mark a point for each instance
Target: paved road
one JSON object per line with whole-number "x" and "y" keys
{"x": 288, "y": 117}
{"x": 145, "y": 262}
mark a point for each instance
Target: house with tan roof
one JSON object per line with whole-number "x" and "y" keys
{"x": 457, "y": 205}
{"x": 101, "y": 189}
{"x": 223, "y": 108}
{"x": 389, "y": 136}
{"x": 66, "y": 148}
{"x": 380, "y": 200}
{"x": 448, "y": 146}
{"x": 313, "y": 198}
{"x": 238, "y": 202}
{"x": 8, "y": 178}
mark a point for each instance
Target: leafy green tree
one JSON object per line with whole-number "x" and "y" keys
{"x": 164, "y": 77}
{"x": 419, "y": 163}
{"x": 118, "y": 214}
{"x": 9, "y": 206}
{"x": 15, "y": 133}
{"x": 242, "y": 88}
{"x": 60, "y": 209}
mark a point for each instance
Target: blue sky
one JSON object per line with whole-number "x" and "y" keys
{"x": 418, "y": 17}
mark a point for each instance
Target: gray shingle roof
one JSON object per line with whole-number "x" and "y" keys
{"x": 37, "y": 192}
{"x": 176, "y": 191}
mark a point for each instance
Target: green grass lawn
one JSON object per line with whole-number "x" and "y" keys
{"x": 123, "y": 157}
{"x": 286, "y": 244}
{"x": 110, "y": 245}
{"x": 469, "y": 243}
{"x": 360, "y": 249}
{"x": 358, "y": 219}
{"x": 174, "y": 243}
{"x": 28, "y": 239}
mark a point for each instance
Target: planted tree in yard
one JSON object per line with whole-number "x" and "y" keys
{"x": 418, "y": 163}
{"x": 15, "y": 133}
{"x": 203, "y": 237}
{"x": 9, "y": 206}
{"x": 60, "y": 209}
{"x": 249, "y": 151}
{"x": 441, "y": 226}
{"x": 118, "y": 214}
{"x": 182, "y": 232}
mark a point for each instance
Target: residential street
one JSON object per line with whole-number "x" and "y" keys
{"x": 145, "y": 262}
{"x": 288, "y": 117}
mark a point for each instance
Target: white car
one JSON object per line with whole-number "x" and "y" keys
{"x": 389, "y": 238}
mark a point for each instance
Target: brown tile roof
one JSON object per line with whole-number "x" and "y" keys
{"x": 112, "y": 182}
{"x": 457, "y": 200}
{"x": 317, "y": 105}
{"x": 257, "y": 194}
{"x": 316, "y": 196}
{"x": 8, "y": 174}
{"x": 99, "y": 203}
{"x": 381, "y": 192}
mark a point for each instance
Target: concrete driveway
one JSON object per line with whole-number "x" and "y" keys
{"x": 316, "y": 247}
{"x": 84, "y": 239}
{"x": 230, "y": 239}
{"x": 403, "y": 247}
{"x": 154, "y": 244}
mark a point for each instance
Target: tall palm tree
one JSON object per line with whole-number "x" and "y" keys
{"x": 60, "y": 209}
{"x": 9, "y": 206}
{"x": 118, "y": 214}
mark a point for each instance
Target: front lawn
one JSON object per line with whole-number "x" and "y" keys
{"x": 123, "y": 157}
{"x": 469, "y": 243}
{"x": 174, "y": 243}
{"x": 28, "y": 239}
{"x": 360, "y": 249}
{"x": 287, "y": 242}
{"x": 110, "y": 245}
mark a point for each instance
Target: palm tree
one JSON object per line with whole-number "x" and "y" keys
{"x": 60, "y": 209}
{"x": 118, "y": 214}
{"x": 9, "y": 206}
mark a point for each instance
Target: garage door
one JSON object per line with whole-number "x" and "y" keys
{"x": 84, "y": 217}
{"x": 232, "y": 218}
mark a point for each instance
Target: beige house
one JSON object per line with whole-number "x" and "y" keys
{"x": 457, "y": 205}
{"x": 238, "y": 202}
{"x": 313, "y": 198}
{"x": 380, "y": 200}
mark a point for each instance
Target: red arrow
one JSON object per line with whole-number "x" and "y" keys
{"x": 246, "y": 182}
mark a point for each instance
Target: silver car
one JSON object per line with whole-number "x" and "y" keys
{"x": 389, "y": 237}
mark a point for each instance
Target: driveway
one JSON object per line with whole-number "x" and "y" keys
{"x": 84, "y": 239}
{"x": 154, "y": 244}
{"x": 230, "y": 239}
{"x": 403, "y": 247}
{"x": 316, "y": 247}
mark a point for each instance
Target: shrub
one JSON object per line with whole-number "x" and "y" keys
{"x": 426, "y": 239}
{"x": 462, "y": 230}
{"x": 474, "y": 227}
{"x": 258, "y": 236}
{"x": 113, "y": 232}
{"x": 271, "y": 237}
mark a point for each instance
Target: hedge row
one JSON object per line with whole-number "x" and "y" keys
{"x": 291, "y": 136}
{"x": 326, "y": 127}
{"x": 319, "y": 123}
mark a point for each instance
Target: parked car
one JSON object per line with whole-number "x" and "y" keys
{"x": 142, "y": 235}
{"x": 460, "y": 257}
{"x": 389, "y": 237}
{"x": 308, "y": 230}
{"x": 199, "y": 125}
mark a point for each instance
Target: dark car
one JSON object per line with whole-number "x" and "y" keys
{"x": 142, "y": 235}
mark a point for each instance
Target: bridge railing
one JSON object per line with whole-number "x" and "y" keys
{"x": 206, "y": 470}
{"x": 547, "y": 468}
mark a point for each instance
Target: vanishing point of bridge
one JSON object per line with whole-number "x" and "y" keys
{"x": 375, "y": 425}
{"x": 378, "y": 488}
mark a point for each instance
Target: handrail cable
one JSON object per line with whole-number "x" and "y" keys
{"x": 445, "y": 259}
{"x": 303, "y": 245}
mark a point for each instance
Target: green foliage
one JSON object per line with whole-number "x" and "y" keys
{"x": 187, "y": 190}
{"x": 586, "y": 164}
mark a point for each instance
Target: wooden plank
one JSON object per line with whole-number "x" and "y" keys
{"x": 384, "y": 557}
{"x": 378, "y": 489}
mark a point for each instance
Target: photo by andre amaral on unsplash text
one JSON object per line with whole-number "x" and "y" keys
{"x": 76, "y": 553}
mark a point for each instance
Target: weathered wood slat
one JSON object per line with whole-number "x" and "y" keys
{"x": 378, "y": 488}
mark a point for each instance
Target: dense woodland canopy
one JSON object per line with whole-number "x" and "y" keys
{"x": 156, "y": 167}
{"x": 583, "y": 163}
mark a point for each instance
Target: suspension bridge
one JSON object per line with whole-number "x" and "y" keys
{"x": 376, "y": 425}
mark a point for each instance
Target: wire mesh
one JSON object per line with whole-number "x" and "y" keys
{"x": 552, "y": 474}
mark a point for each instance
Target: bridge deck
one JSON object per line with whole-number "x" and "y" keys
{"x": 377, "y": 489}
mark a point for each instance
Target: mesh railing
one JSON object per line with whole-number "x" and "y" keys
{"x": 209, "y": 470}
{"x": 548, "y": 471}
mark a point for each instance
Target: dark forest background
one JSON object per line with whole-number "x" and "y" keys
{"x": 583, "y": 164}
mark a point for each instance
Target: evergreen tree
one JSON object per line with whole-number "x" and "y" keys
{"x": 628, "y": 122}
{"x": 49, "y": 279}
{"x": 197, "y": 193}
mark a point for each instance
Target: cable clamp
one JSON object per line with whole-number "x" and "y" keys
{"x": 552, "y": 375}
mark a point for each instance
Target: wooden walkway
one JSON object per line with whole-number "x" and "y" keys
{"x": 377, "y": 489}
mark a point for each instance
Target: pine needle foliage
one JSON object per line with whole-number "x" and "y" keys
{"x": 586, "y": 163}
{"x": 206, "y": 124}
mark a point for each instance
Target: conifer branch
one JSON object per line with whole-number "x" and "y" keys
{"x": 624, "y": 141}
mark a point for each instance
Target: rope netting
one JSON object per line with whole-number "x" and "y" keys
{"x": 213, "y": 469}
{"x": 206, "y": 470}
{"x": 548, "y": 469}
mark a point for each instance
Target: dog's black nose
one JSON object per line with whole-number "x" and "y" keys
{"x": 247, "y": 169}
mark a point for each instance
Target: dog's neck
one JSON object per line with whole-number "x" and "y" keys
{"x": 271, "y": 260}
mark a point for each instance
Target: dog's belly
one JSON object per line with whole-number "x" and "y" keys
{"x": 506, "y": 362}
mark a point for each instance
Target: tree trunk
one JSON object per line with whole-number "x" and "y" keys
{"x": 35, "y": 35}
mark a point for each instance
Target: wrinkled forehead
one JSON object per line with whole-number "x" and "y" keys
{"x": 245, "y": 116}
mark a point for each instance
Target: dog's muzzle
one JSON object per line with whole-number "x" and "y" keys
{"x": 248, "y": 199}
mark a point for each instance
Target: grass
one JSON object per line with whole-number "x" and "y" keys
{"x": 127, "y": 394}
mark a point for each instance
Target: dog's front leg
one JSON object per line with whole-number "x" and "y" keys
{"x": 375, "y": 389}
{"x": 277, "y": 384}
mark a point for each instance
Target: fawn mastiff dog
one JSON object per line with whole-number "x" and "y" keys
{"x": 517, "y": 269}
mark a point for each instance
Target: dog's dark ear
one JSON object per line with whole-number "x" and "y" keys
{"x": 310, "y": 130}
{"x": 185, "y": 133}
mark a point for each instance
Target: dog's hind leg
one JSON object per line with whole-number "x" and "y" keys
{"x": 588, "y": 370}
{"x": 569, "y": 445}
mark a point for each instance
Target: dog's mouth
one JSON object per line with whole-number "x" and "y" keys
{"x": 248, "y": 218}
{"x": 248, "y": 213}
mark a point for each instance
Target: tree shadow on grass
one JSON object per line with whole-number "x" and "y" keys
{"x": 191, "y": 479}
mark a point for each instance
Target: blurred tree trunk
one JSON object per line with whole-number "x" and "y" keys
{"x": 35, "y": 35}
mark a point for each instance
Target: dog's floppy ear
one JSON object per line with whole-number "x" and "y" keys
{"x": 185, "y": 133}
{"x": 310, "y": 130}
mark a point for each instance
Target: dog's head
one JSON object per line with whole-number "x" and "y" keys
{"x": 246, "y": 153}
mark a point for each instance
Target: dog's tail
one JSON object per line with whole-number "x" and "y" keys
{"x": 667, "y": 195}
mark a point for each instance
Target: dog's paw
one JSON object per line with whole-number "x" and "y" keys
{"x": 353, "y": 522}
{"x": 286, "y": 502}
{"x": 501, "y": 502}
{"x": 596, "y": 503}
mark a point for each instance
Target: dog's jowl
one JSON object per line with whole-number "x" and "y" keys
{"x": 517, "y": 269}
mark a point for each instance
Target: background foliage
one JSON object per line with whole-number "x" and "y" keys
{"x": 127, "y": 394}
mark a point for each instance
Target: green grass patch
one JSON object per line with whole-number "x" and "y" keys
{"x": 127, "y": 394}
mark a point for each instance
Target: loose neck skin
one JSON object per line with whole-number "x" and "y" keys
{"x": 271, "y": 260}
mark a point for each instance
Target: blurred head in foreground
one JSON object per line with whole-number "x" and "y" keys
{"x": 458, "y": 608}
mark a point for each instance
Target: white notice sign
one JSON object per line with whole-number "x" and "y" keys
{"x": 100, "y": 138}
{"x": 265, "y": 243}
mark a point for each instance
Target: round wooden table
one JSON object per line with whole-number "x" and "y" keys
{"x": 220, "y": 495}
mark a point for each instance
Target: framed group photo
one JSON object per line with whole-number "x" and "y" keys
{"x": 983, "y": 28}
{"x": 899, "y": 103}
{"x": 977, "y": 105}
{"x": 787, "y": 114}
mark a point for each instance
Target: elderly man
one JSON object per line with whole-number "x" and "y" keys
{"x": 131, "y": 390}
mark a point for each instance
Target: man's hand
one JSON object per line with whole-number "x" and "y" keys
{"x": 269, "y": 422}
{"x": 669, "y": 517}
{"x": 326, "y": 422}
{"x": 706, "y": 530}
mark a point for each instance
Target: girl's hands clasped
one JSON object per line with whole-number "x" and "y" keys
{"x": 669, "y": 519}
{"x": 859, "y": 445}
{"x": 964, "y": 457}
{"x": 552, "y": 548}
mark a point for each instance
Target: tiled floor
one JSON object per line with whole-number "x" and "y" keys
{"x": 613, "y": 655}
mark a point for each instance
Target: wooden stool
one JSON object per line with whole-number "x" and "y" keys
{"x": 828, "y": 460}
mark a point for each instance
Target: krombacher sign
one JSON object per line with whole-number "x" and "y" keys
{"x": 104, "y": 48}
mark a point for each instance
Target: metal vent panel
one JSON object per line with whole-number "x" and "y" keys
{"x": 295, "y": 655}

--

WHAT YOU ARE ASKED TO DO>
In the entries above, find the line holding "Target: dog's muzzle" and the line holding "Target: dog's mouth"; print both of them and every line between, exactly, and nothing else.

ANSWER TO THE PROBLEM>
Target: dog's muzzle
one JSON object per line with whole-number "x" and "y" keys
{"x": 248, "y": 199}
mark a point for each instance
Target: grass
one JSON object per line with whole-number "x" and "y" keys
{"x": 127, "y": 394}
mark a point for each instance
Target: dog's front leg
one JSON object per line with whole-number "x" and "y" keys
{"x": 375, "y": 389}
{"x": 277, "y": 384}
mark a point for each instance
Target: fawn mastiff dog
one JSON object per line with whole-number "x" and "y" keys
{"x": 517, "y": 269}
mark a point for each instance
Target: dog's dark ear
one JSON object per line with whole-number "x" and "y" keys
{"x": 310, "y": 130}
{"x": 185, "y": 133}
mark a point for each instance
Target: dog's hind leg
one JSON object per line with whole-number "x" and "y" keys
{"x": 588, "y": 370}
{"x": 569, "y": 445}
mark a point for each instance
Target: dog's mouth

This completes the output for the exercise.